**Exercise requirements**
Everything in the listing below must be set down again exactly.
Record excerpts: Begin
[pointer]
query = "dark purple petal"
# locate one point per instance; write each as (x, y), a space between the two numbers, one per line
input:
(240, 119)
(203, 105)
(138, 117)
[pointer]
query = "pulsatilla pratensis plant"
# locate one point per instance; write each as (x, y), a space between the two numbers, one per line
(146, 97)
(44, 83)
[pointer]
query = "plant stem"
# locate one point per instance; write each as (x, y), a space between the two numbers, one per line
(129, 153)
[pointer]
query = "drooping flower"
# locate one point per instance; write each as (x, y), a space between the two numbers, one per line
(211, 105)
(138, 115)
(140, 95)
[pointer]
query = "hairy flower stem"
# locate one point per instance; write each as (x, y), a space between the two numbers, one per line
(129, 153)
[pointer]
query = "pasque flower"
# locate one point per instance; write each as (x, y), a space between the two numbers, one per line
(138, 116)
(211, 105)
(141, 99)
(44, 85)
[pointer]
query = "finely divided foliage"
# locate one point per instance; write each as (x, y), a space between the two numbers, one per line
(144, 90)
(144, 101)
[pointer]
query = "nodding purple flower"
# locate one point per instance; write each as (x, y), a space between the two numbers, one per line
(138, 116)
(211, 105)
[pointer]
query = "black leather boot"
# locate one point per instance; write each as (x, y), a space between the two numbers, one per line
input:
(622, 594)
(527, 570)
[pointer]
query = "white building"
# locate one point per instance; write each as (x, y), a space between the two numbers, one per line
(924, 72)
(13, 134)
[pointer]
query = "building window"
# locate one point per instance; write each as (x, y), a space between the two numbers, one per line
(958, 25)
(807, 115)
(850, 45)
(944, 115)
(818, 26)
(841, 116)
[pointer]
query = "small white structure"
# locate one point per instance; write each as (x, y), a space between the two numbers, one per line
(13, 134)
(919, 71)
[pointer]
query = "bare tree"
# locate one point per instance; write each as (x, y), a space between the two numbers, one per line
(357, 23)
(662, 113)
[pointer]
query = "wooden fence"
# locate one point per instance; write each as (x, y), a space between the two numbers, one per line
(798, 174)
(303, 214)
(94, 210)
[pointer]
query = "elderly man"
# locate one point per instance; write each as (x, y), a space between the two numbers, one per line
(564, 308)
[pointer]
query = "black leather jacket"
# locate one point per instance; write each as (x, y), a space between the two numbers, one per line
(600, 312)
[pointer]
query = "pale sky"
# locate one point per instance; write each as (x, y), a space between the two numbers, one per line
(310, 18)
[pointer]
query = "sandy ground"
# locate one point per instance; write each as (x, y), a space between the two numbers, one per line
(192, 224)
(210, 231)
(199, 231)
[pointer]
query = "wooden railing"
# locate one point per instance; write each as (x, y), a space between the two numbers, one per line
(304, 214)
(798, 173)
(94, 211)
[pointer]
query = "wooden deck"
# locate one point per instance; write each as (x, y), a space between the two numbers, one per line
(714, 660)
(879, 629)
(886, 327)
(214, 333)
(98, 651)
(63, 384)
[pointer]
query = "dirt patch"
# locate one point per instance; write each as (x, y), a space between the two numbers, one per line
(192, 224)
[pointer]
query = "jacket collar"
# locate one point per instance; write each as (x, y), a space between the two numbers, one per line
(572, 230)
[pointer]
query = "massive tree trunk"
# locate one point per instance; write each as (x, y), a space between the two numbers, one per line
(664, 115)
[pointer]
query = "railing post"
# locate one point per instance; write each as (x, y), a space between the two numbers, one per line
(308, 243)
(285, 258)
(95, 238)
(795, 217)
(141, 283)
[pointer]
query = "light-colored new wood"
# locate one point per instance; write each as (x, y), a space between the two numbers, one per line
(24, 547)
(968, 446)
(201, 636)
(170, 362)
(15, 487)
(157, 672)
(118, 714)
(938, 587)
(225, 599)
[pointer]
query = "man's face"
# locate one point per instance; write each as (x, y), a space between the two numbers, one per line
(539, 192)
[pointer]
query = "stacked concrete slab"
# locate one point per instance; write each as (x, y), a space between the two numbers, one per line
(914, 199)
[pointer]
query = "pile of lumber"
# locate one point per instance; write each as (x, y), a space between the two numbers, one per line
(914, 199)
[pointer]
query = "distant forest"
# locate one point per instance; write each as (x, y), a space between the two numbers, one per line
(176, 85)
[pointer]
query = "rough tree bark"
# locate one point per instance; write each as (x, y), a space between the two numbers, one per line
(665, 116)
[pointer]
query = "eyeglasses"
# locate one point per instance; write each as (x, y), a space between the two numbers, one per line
Record excerpts: End
**Answer space**
[pointer]
query = "dark purple petal"
# locate one point per instance; write each as (x, y), a space between the two numbers, one per line
input:
(240, 119)
(203, 105)
(138, 117)
[pointer]
query = "pulsatilla pratensis plant"
# locate one point per instance; write each as (x, y), a space between the two numbers, one per line
(146, 97)
(44, 83)
[pointer]
query = "plant stem"
# locate one point per instance; write each as (x, y), a space between the two numbers, one per line
(129, 153)
[pointer]
query = "drooping flower"
# locate one point per instance; write each as (x, y), a space between the two numbers, one per line
(211, 105)
(138, 115)
(140, 95)
[pointer]
query = "hairy flower stem"
# locate one point per instance; write each as (x, y), a space between the two numbers, one per line
(129, 153)
[pointer]
query = "pasque flower"
# locate one point per instance; write each as (x, y), a space between the two numbers, one per line
(138, 116)
(211, 105)
(141, 99)
(44, 85)
[pointer]
query = "finely divided foliage"
# locate one point per instance; write each as (x, y), a space between the two numbers, one per line
(144, 90)
(144, 101)
[pointer]
query = "nodding purple flower"
# locate one point per instance; write each as (x, y), a space between the two numbers, one per line
(138, 116)
(211, 105)
[pointer]
query = "black leather boot"
# locate one point per instance; write each as (x, y), a space between the two numbers, one per line
input:
(622, 594)
(527, 570)
[pointer]
query = "white building"
# locate one point per instance; write each as (x, y), a space between the two numbers, one per line
(924, 72)
(13, 134)
[pointer]
query = "building window"
# locate one point per instance; write each as (x, y), a space between the two numbers, one per line
(958, 25)
(807, 115)
(850, 45)
(944, 115)
(818, 26)
(841, 116)
[pointer]
query = "small white structure"
# locate one point per instance; write each as (x, y), a space between the two numbers, one per line
(13, 134)
(919, 71)
[pointer]
query = "bare tree"
# locate one point per instance; write each as (x, y), a space between the two numbers, one per line
(357, 23)
(662, 113)
[pointer]
query = "wooden fence"
# locate one point per instance; write each as (x, y), a space between the two numbers, one per line
(798, 174)
(303, 214)
(94, 210)
[pointer]
query = "elderly man"
# locate one point per instance; write each as (x, y), a space between the two numbers, one per line
(564, 308)
[pointer]
query = "black leather jacket"
# locate one point per instance; write each as (x, y), a space between the two numbers, one per line
(600, 312)
[pointer]
query = "pale sky"
# locate one point per instance; write each as (x, y), a space between the two numbers, one per line
(310, 18)
[pointer]
query = "sandy ground"
# locate one point per instance; write each as (x, y), a space between the two numbers, one per line
(192, 224)
(210, 231)
(199, 231)
[pointer]
query = "wooden railing"
# locate one point per instance; write each as (x, y), a space between the two numbers, one per line
(304, 214)
(798, 173)
(94, 211)
[pointer]
query = "wooden deck"
# locate one point per instance; write each as (x, y), a space between the two numbers, one per line
(714, 660)
(879, 629)
(886, 327)
(214, 333)
(98, 651)
(63, 384)
[pointer]
query = "dirt patch"
# locate one point per instance; write each as (x, y), a space between the two numbers, one per line
(192, 224)
[pointer]
query = "jacket collar"
# locate one point per instance; write each as (x, y), a space between the two numbers, one per line
(572, 230)
[pointer]
query = "massive tree trunk"
# locate one point per instance; write each as (x, y), a space between the two numbers, one per line
(664, 115)
[pointer]
query = "railing post"
# locate one point per instance; write each as (x, y), a space between the two numbers, one per line
(308, 243)
(285, 258)
(95, 238)
(795, 217)
(141, 283)
[pointer]
query = "light-colored new wood"
# locate one point per instance; write each as (x, y), a space between the two numbers, one per line
(24, 547)
(968, 446)
(201, 636)
(170, 362)
(15, 487)
(157, 672)
(118, 714)
(938, 587)
(225, 599)
[pointer]
query = "man's face"
# locate one point per instance; write each as (x, y), a space between the two numbers, one per line
(539, 192)
[pointer]
query = "stacked concrete slab"
# locate one point per instance; write each as (x, y), a space between the two numbers, one per line
(914, 199)
[pointer]
query = "pile of lumber"
# locate one point per instance; write each as (x, y), a space between the two numbers, one per line
(914, 199)
[pointer]
query = "distant forest"
# locate one point per instance; write each as (x, y), a space between the two numbers, one per line
(176, 85)
[pointer]
query = "rough tree bark"
# locate one point per instance; write each as (x, y), a space between the two numbers, one per line
(665, 116)
[pointer]
query = "eyeglasses"
# locate one point per instance; write each as (x, y), a space between the two numbers, one per line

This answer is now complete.